- [Task description] Please return every line of the records below that holds the word "panel".

[[ Data, beginning ]]

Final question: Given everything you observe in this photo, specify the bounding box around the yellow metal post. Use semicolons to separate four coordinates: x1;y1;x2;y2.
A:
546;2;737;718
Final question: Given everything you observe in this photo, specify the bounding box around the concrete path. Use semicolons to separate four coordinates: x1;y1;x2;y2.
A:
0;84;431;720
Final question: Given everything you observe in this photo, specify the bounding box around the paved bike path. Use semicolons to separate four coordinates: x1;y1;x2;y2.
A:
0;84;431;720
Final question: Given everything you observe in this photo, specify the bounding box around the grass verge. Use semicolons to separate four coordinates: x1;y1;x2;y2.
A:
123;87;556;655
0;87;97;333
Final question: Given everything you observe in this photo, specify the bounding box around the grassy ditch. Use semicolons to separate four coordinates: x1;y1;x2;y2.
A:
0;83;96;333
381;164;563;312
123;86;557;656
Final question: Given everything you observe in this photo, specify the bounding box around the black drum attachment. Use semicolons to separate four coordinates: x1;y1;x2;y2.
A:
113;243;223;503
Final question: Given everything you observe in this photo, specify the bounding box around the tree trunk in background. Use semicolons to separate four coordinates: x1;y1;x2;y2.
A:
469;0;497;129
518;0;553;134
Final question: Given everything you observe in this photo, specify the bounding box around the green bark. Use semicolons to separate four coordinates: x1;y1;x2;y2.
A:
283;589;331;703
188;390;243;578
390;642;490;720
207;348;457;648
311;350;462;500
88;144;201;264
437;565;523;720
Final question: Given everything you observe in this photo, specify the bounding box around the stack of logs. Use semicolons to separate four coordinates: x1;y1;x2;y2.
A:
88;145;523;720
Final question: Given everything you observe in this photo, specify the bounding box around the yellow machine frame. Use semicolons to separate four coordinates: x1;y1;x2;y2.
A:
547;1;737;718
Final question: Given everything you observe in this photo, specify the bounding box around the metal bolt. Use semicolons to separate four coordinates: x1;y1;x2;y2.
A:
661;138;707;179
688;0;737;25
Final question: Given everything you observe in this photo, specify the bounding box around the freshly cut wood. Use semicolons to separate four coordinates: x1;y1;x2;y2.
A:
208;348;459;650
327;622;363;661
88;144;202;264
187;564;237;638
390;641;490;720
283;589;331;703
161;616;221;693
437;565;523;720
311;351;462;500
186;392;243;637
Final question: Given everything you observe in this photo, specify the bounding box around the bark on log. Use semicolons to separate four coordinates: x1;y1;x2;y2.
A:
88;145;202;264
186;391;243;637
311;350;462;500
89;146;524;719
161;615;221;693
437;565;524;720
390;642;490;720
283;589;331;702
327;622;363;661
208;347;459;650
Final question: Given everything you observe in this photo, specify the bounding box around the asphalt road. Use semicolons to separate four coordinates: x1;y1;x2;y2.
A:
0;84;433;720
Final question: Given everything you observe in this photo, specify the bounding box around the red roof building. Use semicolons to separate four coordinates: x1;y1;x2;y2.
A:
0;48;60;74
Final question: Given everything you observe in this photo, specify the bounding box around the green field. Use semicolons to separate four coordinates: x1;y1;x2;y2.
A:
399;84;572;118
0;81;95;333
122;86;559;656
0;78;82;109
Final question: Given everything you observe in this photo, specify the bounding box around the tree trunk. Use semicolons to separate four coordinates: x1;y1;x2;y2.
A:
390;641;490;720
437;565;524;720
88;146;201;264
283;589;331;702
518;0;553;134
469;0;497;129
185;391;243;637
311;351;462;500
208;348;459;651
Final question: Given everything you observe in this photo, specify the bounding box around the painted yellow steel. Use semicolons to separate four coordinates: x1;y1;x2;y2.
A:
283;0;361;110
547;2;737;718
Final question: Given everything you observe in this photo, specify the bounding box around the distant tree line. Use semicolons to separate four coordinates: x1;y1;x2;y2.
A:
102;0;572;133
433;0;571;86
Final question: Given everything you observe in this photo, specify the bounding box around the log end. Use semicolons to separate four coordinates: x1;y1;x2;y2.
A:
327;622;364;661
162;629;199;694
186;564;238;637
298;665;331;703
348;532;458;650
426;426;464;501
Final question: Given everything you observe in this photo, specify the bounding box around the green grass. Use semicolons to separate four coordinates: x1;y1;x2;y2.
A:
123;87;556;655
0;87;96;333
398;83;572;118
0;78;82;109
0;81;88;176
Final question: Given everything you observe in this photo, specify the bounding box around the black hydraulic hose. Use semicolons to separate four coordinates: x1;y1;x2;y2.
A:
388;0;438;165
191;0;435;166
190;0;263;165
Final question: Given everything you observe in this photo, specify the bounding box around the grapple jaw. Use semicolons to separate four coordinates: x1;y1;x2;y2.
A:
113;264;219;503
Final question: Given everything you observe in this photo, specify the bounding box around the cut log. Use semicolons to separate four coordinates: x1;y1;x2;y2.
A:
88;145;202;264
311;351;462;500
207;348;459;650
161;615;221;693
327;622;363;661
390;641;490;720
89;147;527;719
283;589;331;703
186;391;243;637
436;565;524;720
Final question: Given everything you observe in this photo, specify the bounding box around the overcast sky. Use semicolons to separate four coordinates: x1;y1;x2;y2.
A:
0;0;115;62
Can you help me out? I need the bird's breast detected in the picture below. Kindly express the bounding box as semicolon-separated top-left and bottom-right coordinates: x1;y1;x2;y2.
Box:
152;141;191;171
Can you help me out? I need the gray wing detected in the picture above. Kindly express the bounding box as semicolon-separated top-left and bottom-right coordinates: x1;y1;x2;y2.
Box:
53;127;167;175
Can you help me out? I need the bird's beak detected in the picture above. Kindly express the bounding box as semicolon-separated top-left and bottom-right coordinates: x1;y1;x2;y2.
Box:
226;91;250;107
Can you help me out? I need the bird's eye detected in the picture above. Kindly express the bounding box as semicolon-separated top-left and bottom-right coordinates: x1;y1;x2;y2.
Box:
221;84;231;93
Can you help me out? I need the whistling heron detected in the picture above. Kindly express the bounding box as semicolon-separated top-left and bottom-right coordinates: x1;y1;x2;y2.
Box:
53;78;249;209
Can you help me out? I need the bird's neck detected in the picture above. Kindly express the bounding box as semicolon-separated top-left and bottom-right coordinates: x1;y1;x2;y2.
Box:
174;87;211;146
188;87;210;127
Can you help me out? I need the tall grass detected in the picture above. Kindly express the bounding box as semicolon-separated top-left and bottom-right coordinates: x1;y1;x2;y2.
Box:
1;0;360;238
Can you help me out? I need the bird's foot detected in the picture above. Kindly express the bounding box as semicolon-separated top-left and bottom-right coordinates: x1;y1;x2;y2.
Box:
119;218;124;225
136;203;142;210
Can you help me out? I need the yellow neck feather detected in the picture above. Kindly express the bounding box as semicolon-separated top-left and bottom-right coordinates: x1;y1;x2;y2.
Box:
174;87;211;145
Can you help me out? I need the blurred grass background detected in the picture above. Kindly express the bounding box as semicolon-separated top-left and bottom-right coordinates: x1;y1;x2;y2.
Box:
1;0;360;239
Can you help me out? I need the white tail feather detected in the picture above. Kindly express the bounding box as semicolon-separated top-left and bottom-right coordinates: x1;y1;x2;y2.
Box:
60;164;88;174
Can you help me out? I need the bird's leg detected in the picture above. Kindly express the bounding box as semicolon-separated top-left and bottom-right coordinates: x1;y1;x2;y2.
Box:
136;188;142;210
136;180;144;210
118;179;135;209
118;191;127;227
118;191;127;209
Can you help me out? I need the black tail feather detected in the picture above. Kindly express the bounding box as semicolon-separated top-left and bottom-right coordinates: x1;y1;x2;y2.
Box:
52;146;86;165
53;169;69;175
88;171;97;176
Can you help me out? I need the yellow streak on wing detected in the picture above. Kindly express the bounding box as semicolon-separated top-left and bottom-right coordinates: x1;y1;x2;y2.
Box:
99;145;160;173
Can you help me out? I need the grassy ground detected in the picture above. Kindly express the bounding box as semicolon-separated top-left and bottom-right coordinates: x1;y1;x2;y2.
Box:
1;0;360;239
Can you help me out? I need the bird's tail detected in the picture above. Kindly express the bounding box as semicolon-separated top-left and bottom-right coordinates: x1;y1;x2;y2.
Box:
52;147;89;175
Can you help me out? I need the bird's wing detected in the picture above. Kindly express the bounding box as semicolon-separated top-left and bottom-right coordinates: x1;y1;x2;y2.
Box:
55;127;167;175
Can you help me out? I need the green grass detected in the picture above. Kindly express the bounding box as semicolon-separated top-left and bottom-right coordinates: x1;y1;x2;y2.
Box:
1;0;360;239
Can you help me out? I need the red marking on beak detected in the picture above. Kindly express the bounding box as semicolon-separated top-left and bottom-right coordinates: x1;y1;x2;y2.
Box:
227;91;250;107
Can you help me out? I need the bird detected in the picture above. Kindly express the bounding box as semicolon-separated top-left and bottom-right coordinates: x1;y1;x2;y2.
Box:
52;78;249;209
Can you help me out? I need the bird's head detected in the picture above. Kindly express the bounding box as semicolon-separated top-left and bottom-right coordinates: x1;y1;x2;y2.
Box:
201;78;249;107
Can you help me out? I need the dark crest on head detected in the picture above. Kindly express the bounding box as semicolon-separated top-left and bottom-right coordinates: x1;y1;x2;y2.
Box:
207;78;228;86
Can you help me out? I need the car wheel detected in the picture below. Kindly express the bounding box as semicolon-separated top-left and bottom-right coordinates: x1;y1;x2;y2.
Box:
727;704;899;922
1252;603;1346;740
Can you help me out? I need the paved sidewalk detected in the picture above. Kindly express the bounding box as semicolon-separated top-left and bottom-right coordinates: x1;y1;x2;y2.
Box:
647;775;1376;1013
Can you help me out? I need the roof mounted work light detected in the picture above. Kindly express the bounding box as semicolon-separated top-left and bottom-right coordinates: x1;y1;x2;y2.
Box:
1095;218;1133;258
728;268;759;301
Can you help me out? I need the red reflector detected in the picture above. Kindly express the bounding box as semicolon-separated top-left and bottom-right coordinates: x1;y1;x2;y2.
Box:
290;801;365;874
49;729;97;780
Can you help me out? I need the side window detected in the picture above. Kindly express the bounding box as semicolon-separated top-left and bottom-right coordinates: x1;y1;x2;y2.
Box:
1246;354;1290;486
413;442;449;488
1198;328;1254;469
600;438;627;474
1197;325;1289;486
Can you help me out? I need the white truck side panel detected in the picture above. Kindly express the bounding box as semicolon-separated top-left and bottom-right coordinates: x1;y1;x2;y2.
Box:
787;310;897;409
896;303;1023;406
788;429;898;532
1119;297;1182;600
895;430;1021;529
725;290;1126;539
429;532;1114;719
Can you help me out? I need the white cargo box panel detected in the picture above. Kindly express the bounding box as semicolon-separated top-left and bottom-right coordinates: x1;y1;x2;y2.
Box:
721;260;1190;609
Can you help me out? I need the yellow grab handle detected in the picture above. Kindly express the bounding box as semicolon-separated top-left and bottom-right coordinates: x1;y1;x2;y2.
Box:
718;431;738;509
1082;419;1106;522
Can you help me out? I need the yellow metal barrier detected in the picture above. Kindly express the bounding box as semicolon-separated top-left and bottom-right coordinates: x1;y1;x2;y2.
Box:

[[ Data, end ]]

- [Your response]
Can you help me out? I need the white truck side panel detected in the picture above. Kindly express the bounding box as semicolon-separated top-left and bottom-right coordinates: x1;y1;x2;y2.
Can you help me out? I need the white cargo box panel detected in the picture above. Kindly express the bounding box as semicolon-separated top-left and bottom-right coordinates: x1;y1;x2;y2.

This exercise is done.